Instructions to follow: All of the records listed below should be retyped exactly.

Available data:
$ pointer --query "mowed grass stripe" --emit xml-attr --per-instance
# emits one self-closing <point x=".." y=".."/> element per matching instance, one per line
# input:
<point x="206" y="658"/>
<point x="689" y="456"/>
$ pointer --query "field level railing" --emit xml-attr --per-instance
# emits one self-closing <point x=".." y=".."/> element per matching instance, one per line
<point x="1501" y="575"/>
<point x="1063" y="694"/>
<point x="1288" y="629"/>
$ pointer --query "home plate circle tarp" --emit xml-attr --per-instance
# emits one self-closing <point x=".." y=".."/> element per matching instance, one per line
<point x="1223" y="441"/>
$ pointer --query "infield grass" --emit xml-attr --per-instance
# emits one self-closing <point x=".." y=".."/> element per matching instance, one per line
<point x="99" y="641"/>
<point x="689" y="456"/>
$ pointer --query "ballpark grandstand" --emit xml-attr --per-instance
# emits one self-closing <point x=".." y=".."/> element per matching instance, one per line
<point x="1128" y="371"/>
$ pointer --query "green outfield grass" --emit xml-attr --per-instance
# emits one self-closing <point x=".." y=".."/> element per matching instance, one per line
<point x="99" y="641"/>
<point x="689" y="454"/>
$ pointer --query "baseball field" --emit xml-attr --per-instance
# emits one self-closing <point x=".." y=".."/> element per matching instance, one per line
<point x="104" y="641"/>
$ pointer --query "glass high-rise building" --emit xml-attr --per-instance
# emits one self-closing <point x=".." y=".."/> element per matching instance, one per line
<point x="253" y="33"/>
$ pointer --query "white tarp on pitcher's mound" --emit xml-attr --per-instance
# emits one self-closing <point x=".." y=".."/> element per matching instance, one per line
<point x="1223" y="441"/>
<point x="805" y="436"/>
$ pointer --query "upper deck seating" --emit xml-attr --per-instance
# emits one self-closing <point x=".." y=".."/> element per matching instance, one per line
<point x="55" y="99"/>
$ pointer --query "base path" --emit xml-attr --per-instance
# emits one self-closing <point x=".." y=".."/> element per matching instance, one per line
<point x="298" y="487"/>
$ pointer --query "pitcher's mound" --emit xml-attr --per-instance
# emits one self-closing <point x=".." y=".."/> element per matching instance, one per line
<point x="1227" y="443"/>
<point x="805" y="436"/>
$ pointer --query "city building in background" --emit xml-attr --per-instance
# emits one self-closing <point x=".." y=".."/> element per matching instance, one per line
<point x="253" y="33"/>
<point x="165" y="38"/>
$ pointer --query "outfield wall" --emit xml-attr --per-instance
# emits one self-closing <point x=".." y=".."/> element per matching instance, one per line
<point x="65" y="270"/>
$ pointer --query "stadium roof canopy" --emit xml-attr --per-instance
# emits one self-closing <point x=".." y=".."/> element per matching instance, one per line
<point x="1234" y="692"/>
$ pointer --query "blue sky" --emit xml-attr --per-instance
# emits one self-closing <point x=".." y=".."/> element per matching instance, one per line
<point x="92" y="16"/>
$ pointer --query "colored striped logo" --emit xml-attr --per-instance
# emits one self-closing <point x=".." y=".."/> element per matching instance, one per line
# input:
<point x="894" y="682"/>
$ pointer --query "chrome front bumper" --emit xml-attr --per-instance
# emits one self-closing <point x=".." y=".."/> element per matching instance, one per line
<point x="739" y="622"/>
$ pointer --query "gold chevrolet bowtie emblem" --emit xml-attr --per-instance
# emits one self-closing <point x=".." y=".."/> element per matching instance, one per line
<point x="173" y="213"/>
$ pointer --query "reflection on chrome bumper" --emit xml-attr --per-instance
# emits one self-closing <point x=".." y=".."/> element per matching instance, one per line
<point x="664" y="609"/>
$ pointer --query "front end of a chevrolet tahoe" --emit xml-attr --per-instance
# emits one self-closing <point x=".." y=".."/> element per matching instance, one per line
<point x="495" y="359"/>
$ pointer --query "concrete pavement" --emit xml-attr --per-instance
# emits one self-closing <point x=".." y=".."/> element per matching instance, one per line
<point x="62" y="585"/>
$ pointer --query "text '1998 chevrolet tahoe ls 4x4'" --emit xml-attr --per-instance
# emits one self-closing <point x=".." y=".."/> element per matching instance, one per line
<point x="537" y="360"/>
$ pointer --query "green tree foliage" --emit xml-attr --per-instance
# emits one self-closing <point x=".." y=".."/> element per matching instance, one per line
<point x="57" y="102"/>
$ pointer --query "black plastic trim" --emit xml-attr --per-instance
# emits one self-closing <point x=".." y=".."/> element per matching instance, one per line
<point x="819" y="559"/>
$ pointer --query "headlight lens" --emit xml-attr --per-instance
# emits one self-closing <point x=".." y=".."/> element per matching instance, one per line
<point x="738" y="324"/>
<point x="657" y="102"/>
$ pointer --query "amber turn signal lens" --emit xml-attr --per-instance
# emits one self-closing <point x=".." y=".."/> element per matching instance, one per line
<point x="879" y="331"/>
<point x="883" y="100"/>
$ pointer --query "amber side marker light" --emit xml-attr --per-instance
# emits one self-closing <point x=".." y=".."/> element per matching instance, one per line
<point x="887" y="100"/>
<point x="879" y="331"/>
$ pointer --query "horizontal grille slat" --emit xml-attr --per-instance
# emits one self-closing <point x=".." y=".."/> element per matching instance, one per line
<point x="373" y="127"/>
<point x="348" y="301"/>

Written reply:
$ pointer --query "mowed grass stripe" --emit xml-attr --per-instance
# emits one self-closing <point x=".." y=".."/> element per matching instance, one per line
# input:
<point x="206" y="658"/>
<point x="689" y="456"/>
$ pointer --query "field level railing" --emit xml-attr --per-instance
# emits one self-closing <point x=".." y=".."/> element per matching instance, one per line
<point x="1501" y="575"/>
<point x="1063" y="694"/>
<point x="1288" y="629"/>
$ pointer --query "home plate circle tarp" --emit xml-attr --per-instance
# emits one self-closing <point x=".." y=".."/> element per matching instance, one per line
<point x="1223" y="441"/>
$ pointer --query "infield grass" --emit xml-attr --per-instance
# emits one self-closing <point x=".." y=".."/> element per matching instance, one per line
<point x="99" y="641"/>
<point x="689" y="456"/>
$ pointer --query "ballpark grandstand" --emit xml-attr --per-instance
# emits one self-closing <point x=".." y=".."/> element per matching instance, one per line
<point x="1128" y="371"/>
$ pointer --query "green outfield grass" --emit xml-attr --per-instance
# emits one self-closing <point x=".." y=".."/> element per matching instance, one per line
<point x="99" y="641"/>
<point x="689" y="454"/>
$ pointer --query "baseball field" --emit xml-attr --per-instance
# emits one self-closing <point x=".." y=".."/> element per matching instance, one per line
<point x="104" y="641"/>
$ pointer --query "glass high-rise building" --emit xml-attr --per-instance
# emits one self-closing <point x=".." y=".."/> element per matching instance, one per line
<point x="253" y="33"/>
$ pointer --query "white tarp on pitcher's mound" --emit xml-attr --per-instance
# emits one self-closing <point x=".." y=".."/> element per matching instance, one per line
<point x="1223" y="441"/>
<point x="805" y="436"/>
$ pointer --query "upper deck seating" --emit xml-attr --per-instance
# emits one self-closing <point x=".." y=".."/> element per matching instance, one per line
<point x="55" y="99"/>
$ pointer --query "base path" --emit xml-attr --per-instance
# emits one self-closing <point x=".." y=".."/> element per matching instance, one per line
<point x="298" y="487"/>
$ pointer --query "pitcher's mound" --emit xml-attr --per-instance
# emits one self-closing <point x=".." y=".."/> element per matching instance, one per line
<point x="1227" y="443"/>
<point x="805" y="436"/>
$ pointer --query "city building in background" --emit xml-attr --per-instance
# emits one self-closing <point x=".." y=".."/> element per matching instance, one per line
<point x="253" y="33"/>
<point x="165" y="38"/>
$ pointer --query "outfield wall" --emit xml-attr --per-instance
# emits one self-closing <point x=".." y=".."/> element per matching instance, one per line
<point x="65" y="270"/>
$ pointer --query "stadium roof canopy" --emit xml-attr --per-instance
# emits one self-closing <point x=".." y=".."/> element per matching instance, one per line
<point x="1234" y="692"/>
$ pointer --query "blue sky" --emit xml-attr --per-instance
# emits one self-closing <point x=".." y=".."/> element per matching instance, one per line
<point x="92" y="16"/>
$ pointer --query "colored striped logo" --emit xml-attr --per-instance
# emits one self-closing <point x=".." y=".."/> element per matching instance, one per line
# input:
<point x="894" y="682"/>
$ pointer --query "chrome front bumper" --emit xml-attr --per-instance
# emits one self-closing <point x=".." y=".."/> element per matching instance, one per line
<point x="739" y="622"/>
$ pointer --query "gold chevrolet bowtie emblem" --emit xml-attr --per-instance
# emits one self-closing <point x=".." y=".."/> element per matching instance, one per line
<point x="173" y="213"/>
$ pointer --query "reflection on chrome bumper" --emit xml-attr --per-instance
# emits one self-closing <point x=".." y=".."/> element per matching instance, one per line
<point x="664" y="609"/>
$ pointer --query "front end of a chevrolet tahoe" --emit xml-attr --per-instance
# emits one self-closing <point x=".." y=".."/> element per matching instance, one per line
<point x="495" y="359"/>
$ pointer --query "concrete pavement" --emit xml-attr --per-instance
# emits one self-closing <point x=".." y=".."/> element per matching instance, one per line
<point x="62" y="585"/>
$ pointer --query "text '1998 chevrolet tahoe ls 4x4'" --emit xml-attr --per-instance
# emits one self-closing <point x=".." y=".."/> element per matching instance, one per line
<point x="537" y="360"/>
$ pointer --query "green tree foliage" --emit xml-attr --per-instance
# emits one self-closing <point x=".." y=".."/> element per matching instance, one per line
<point x="57" y="102"/>
$ pointer --query "black plastic trim" --emit xml-attr --per-instance
# emits one self-closing <point x=".." y=".."/> element per matching instance, one per line
<point x="819" y="559"/>
$ pointer --query "headlight lens" --emit xml-attr --per-instance
# emits one self-closing <point x=".." y=".."/> element per matching instance, one per line
<point x="738" y="324"/>
<point x="657" y="102"/>
$ pointer --query "amber turn signal lens" --emit xml-attr --per-instance
# emits one self-closing <point x=".." y=".."/> element per matching instance, one per line
<point x="879" y="331"/>
<point x="883" y="100"/>
$ pointer --query "amber side marker light" --emit xml-attr --per-instance
# emits one self-closing <point x=".." y=".."/> element per matching instance, one per line
<point x="887" y="100"/>
<point x="879" y="331"/>
$ pointer --query "horizontal grille slat" --emit xml-attr --per-instance
# emits one self-closing <point x=".." y=".."/> element per matching instance, one per line
<point x="373" y="127"/>
<point x="348" y="301"/>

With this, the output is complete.